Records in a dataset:

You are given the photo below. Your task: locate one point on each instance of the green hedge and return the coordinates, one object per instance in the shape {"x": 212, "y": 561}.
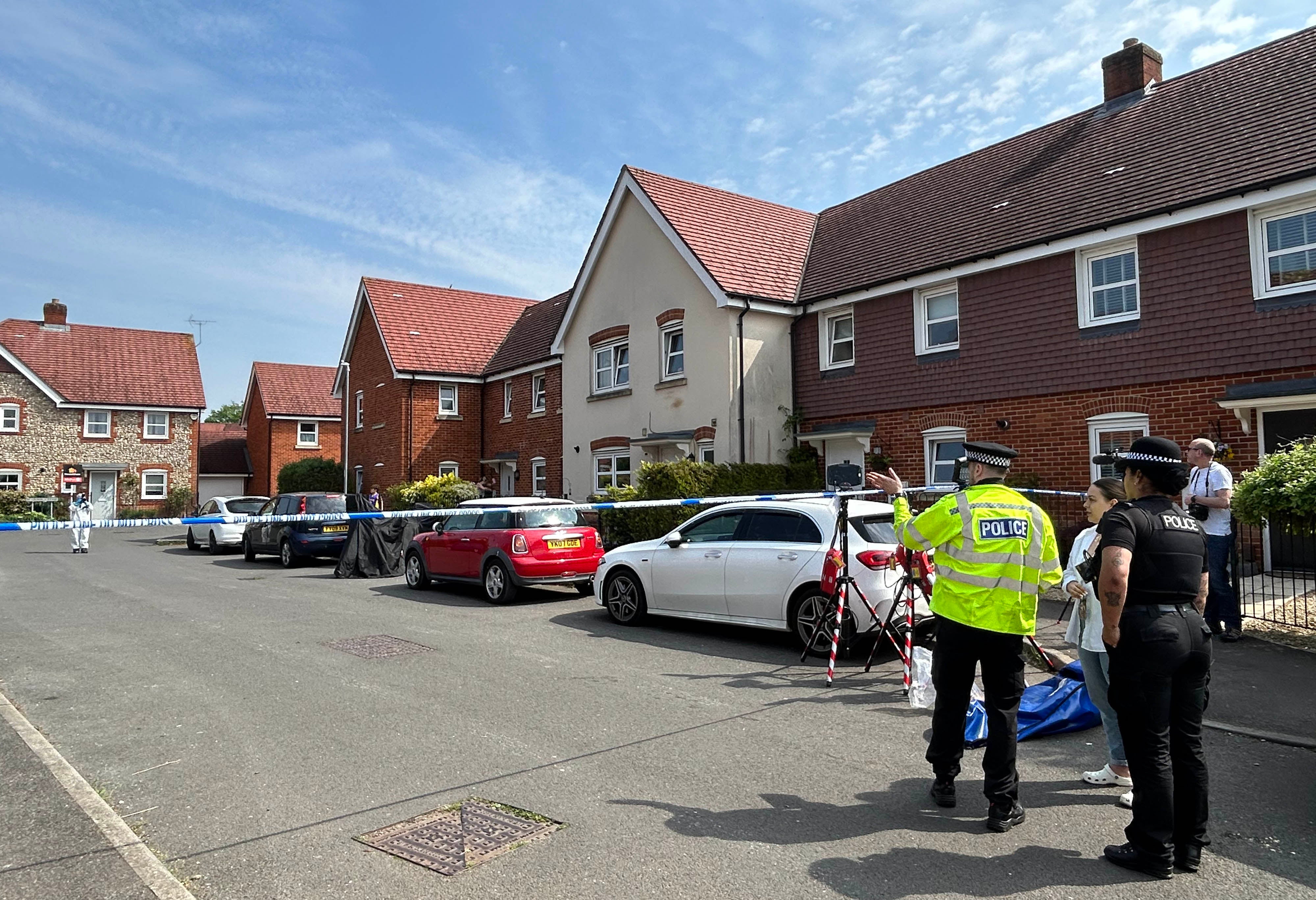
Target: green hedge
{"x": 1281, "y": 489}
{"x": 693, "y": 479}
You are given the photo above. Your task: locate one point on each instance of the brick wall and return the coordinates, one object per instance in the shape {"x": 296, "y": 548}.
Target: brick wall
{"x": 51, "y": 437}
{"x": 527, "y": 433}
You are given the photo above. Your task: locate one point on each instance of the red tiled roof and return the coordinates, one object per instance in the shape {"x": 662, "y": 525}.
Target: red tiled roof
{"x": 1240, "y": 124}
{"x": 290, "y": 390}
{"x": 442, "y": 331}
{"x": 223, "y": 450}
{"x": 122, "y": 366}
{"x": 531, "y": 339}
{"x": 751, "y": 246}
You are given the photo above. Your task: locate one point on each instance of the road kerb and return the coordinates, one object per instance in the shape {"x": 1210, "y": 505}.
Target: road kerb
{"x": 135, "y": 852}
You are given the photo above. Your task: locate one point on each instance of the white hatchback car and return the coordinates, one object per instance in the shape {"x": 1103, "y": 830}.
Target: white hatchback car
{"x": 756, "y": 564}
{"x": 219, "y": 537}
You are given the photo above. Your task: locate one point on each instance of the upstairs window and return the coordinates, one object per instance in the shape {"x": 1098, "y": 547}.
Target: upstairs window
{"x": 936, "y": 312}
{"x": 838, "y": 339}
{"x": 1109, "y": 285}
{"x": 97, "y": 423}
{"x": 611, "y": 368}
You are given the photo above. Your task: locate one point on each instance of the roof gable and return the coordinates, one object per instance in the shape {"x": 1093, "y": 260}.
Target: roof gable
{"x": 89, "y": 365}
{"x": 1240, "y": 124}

* * *

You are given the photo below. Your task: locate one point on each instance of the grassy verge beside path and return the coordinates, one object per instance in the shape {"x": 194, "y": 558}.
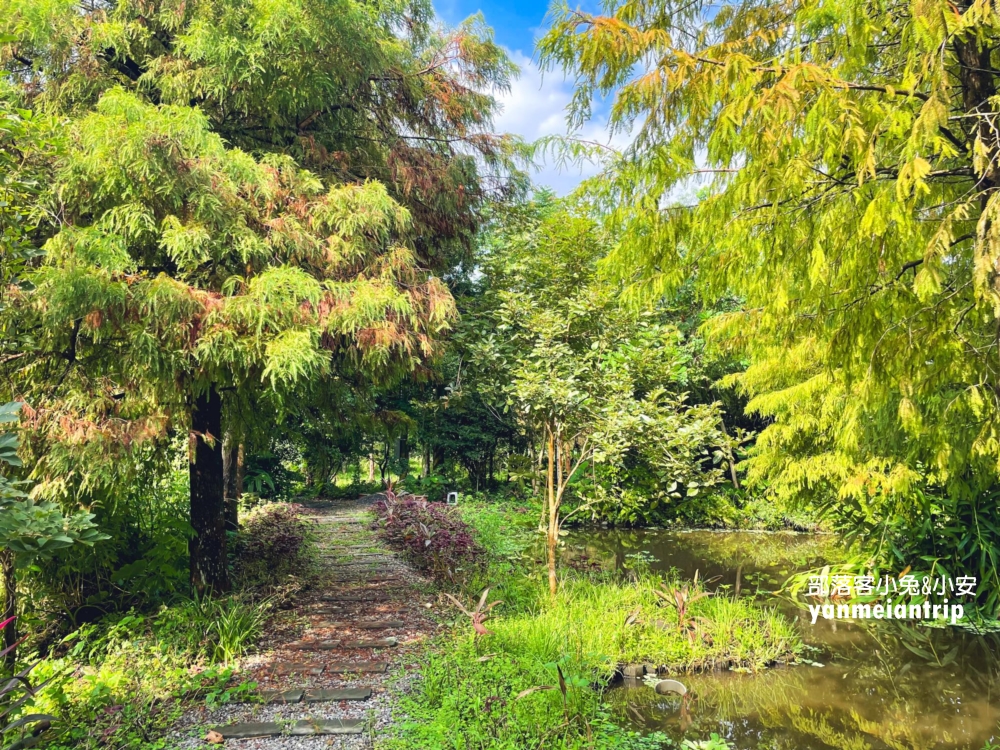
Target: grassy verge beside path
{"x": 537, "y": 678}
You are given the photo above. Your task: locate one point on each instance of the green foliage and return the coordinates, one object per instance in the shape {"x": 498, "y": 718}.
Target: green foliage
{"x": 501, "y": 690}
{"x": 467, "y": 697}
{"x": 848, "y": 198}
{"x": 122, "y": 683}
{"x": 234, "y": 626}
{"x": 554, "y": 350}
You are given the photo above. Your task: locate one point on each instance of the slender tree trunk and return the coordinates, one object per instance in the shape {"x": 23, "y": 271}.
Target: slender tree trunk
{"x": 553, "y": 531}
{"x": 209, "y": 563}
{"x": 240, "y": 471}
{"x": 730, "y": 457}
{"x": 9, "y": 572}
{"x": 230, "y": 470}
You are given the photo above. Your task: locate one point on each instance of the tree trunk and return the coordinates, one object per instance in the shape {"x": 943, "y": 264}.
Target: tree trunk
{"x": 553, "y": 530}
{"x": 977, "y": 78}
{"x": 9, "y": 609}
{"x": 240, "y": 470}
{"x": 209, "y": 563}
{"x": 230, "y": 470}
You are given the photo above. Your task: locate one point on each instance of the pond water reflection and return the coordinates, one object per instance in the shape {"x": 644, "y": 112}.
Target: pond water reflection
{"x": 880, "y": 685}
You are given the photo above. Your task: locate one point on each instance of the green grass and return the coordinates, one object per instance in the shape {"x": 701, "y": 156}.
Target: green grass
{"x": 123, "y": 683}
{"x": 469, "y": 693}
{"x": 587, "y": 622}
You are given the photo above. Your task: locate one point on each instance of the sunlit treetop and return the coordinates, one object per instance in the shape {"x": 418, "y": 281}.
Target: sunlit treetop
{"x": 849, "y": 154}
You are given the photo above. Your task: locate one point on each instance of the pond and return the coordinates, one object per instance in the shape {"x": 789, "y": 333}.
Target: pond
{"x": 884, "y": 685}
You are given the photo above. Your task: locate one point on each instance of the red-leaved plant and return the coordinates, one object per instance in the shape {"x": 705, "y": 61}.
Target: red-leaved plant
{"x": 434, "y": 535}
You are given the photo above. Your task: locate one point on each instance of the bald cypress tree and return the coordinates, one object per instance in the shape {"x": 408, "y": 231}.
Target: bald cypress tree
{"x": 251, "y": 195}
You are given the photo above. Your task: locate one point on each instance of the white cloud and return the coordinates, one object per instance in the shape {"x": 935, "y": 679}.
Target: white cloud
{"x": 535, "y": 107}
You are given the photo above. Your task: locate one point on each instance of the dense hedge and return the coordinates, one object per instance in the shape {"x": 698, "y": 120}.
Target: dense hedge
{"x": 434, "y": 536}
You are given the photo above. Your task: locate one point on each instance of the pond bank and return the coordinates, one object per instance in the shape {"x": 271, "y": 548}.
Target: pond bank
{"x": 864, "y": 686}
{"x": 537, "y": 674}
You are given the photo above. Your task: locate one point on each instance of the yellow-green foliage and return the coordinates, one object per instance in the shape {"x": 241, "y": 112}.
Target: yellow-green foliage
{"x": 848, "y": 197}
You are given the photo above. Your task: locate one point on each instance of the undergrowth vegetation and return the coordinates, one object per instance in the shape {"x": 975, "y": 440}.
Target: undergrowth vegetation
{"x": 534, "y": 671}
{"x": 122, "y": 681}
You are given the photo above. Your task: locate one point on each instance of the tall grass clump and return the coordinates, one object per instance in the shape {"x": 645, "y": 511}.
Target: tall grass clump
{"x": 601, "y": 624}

...

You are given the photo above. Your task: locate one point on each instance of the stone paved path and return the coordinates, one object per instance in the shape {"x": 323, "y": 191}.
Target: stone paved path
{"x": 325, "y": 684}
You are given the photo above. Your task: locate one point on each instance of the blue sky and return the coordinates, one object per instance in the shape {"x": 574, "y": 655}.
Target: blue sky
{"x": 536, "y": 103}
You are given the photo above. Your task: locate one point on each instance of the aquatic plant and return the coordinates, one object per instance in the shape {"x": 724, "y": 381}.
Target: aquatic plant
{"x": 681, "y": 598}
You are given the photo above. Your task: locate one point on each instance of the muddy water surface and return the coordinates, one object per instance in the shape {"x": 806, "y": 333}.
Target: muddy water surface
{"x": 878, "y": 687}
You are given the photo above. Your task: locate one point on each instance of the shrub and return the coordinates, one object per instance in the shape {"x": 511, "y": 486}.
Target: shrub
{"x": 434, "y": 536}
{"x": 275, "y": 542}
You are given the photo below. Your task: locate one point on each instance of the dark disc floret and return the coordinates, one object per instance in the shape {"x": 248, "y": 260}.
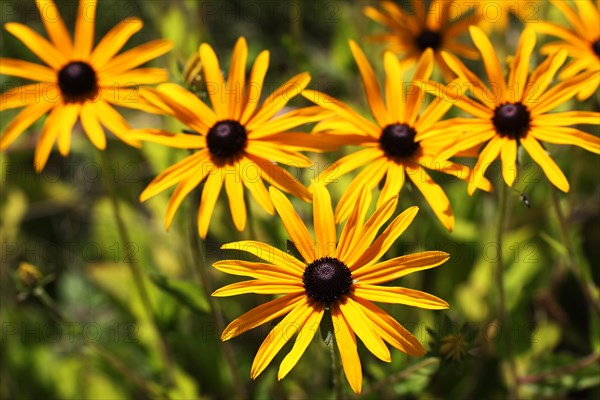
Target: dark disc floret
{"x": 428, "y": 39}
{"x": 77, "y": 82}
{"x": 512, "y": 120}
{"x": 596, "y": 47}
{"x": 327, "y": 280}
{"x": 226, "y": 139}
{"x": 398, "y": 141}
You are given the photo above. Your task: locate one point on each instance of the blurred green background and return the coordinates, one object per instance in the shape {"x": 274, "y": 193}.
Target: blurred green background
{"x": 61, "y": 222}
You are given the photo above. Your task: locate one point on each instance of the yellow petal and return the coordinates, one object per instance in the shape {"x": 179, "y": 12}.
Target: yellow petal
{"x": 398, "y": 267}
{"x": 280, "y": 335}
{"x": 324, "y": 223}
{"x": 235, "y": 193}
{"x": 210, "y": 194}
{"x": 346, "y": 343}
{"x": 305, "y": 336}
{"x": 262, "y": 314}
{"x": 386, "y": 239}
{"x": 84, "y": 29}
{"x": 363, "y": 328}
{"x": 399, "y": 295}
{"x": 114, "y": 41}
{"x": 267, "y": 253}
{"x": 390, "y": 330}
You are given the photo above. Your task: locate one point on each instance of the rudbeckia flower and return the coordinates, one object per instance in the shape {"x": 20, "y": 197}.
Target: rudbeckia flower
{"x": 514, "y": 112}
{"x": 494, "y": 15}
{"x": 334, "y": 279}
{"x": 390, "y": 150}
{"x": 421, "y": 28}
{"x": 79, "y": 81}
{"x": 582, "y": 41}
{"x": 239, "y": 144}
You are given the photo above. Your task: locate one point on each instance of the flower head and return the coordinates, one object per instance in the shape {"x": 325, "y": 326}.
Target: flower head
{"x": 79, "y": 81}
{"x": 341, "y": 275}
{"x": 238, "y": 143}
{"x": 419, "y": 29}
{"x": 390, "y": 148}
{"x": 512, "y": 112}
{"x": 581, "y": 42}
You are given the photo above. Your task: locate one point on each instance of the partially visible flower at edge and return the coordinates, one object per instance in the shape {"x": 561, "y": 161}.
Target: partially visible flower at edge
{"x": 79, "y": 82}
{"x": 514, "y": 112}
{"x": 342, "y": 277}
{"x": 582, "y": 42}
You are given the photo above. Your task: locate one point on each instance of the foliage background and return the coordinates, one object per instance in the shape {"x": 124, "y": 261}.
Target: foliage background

Instruction: Rewrite the records from the line containing "of the foliage" through the line containing "Target: foliage background", with "foliage background" changed to "leafy backdrop" and everything else kept the same.

Complete output:
You are given the photo above. Your task: locate one point on each instance of the leafy backdrop and return the coordinates, one object per instance in the shape {"x": 124, "y": 261}.
Target: leafy backdrop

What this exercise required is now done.